**What is required:** Would you repeat the entries beneath, with nothing changed?

**Material to process:**
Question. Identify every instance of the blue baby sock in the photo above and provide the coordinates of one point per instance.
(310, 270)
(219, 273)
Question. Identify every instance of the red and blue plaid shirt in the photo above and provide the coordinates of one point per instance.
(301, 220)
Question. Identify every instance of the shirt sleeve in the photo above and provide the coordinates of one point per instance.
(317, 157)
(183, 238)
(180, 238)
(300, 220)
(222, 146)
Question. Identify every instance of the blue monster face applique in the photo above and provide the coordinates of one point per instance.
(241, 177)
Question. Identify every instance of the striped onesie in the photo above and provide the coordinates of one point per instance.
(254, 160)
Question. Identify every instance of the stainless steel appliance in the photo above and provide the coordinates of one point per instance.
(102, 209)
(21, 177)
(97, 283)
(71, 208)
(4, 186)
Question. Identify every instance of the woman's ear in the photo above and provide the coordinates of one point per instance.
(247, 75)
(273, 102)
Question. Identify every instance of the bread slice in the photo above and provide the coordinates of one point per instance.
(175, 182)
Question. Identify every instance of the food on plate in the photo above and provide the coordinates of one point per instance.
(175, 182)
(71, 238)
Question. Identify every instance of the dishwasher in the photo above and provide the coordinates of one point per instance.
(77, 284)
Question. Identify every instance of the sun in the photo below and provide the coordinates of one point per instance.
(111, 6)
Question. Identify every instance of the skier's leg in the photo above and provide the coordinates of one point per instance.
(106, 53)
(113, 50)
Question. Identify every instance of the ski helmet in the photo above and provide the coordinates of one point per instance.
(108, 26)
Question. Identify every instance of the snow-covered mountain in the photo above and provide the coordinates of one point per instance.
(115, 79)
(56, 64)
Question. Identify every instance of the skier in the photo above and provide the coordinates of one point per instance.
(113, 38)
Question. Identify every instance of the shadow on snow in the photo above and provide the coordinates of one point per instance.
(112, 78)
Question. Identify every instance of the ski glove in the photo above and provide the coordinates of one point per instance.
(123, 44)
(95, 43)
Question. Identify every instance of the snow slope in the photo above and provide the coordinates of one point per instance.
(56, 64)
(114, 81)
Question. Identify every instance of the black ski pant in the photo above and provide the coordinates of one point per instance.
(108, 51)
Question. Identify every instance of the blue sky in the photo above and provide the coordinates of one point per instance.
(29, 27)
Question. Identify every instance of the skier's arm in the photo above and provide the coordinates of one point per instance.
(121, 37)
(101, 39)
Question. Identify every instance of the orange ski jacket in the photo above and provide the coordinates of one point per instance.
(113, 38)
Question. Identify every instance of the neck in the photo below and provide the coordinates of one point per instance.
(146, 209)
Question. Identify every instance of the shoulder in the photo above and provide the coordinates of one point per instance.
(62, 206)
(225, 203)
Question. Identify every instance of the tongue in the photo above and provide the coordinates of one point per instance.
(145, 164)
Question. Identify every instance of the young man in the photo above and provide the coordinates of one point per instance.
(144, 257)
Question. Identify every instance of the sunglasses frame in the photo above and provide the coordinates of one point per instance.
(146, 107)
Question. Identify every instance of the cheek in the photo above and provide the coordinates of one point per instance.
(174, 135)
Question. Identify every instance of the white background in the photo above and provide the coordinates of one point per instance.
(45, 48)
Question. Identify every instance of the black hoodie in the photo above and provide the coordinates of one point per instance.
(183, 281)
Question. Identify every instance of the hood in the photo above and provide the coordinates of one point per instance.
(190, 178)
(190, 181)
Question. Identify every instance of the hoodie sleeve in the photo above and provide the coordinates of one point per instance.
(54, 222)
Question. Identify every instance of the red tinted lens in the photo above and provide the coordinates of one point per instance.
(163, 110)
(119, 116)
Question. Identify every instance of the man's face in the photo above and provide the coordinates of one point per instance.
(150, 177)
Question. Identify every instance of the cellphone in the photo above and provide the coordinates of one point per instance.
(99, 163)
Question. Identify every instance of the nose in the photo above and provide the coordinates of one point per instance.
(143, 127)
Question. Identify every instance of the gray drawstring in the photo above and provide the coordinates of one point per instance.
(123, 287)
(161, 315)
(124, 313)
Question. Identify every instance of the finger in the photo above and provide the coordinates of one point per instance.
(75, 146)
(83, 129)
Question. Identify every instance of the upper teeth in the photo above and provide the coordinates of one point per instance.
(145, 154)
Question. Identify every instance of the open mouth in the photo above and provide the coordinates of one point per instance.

**Written reply:**
Question. Identify every instance of the blue baby sock in the photo above and provide the coordinates of one point per instance.
(310, 270)
(219, 273)
Question. Identify every instance of the red and blue plaid shirt in the photo above and provide the coordinates of one point per instance.
(301, 220)
Question. Identify every instance of the shirt sleeve in the photo above and provide the coordinates of one point per instance.
(317, 157)
(183, 238)
(180, 238)
(300, 220)
(222, 146)
Question. Identify every instance of the blue monster face applique in the photo above and provide the coordinates of one point per instance.
(241, 177)
Question. Identify every instance of the striped onesie in the photo above and provide the coordinates of one point per instance.
(254, 160)
Question. Identify every instance of the stainless steel appliance in the photo above and provide the coordinates of one point per instance.
(102, 209)
(21, 177)
(97, 283)
(71, 208)
(4, 186)
Question. Identify every instance of the woman's ear in the photo above and provide the coordinates of one point per instance.
(247, 75)
(273, 102)
Question. Identify every instance of the bread slice in the photo above and provide the coordinates of one point per instance.
(175, 182)
Question. Identify every instance of the food on plate in the photo above and provide the coordinates of one point per instance.
(175, 182)
(71, 238)
Question. Identify every instance of the dishwasher in the photo above and provide the coordinates of one point per instance.
(77, 284)
Question. Identify every instance of the sun in the photo below and provide the coordinates of one point per instance.
(111, 6)
Question. Identify every instance of the skier's leg in the photo above and provide the coordinates of one point per instance.
(106, 53)
(113, 50)
Question. Identify every instance of the ski helmet in the photo above and provide the coordinates of one point per instance.
(108, 26)
Question. Identify every instance of the snow-covered mountain in the photo above and provide the coordinates of one point per instance.
(115, 79)
(56, 64)
Question. Identify every instance of the skier in the photo above and provide the coordinates of one point per instance.
(113, 38)
Question. Identify every instance of the shadow on snow in the photo above and provide the coordinates of one point per instance.
(112, 78)
Question. Identify every instance of the ski glove in the photo above and provide the coordinates of one point per instance.
(123, 44)
(95, 43)
Question. Identify every instance of the snow slope in the photo above and provide the coordinates of one point per instance.
(56, 64)
(114, 81)
Question. Identify every instance of the black ski pant in the photo above and provide the coordinates of one point per instance.
(108, 51)
Question. Identify every instance of the blue sky in the photo above and provide the coordinates of one point per instance.
(29, 27)
Question. Identify every instance of the skier's arm in the photo above and provide the coordinates of one point per instance.
(121, 37)
(101, 39)
Question. Identify every instance of the orange ski jacket in the photo above and provide the coordinates of one point per instance.
(113, 38)
Question. Identify every instance of the neck in the photo below and provide the coordinates of one point per instance.
(146, 209)
Question. Identify every instance of the shoulder in the photo above and provide the coordinates of one point per instance.
(62, 206)
(225, 203)
Question. Identify every instance of the tongue in the photo above and provide the coordinates of one point per instance.
(145, 164)
Question. Identify every instance of the young man in the photo above and provide the coordinates of one point per instance.
(144, 257)
Question. Identify every instance of the sunglasses frame in the photo above and provide the coordinates of one point per instance.
(146, 107)
Question. Identify every instance of the cheek in the photo above and provide the coordinates of one point per instance.
(174, 135)
Question. Identify every instance of the white background in the photo above and provide the coordinates of one point per instance.
(45, 48)
Question. Identify every instance of the black hoodie in the photo above and provide the coordinates of one point per instance.
(183, 281)
Question. Identify every instance of the hood in the photo above and provide the coordinates of one point per instance.
(190, 178)
(190, 181)
Question. Identify every instance of the hoodie sleeve in the photo above and provide the coordinates of one point per instance.
(54, 222)
Question. Identify every instance of the red tinted lens in the photo above and provide the coordinates of one point per instance.
(163, 110)
(119, 116)
Question. Identify every instance of the man's face in the photo above and provide the coordinates of one point per instance.
(150, 177)
Question. Identify every instance of the cellphone in the photo above and provide the coordinates of one point per instance.
(99, 163)
Question. Identify every instance of the nose in the photo above and provide the coordinates of one point per instance.
(143, 127)
Question. Identify every instance of the gray drawstring in the photo above and provide the coordinates of one point per instance.
(123, 287)
(161, 315)
(124, 313)
Question. Identify every instance of the finger in the photo above and provide the coordinates of one point per instance.
(75, 146)
(83, 129)
Question. Identify every instance of the upper teeth in the photo above and provide the coordinates of one point per instance.
(145, 154)
Question. Identify every instance of the open mouth in the photo above and provide the coordinates of one point per instance.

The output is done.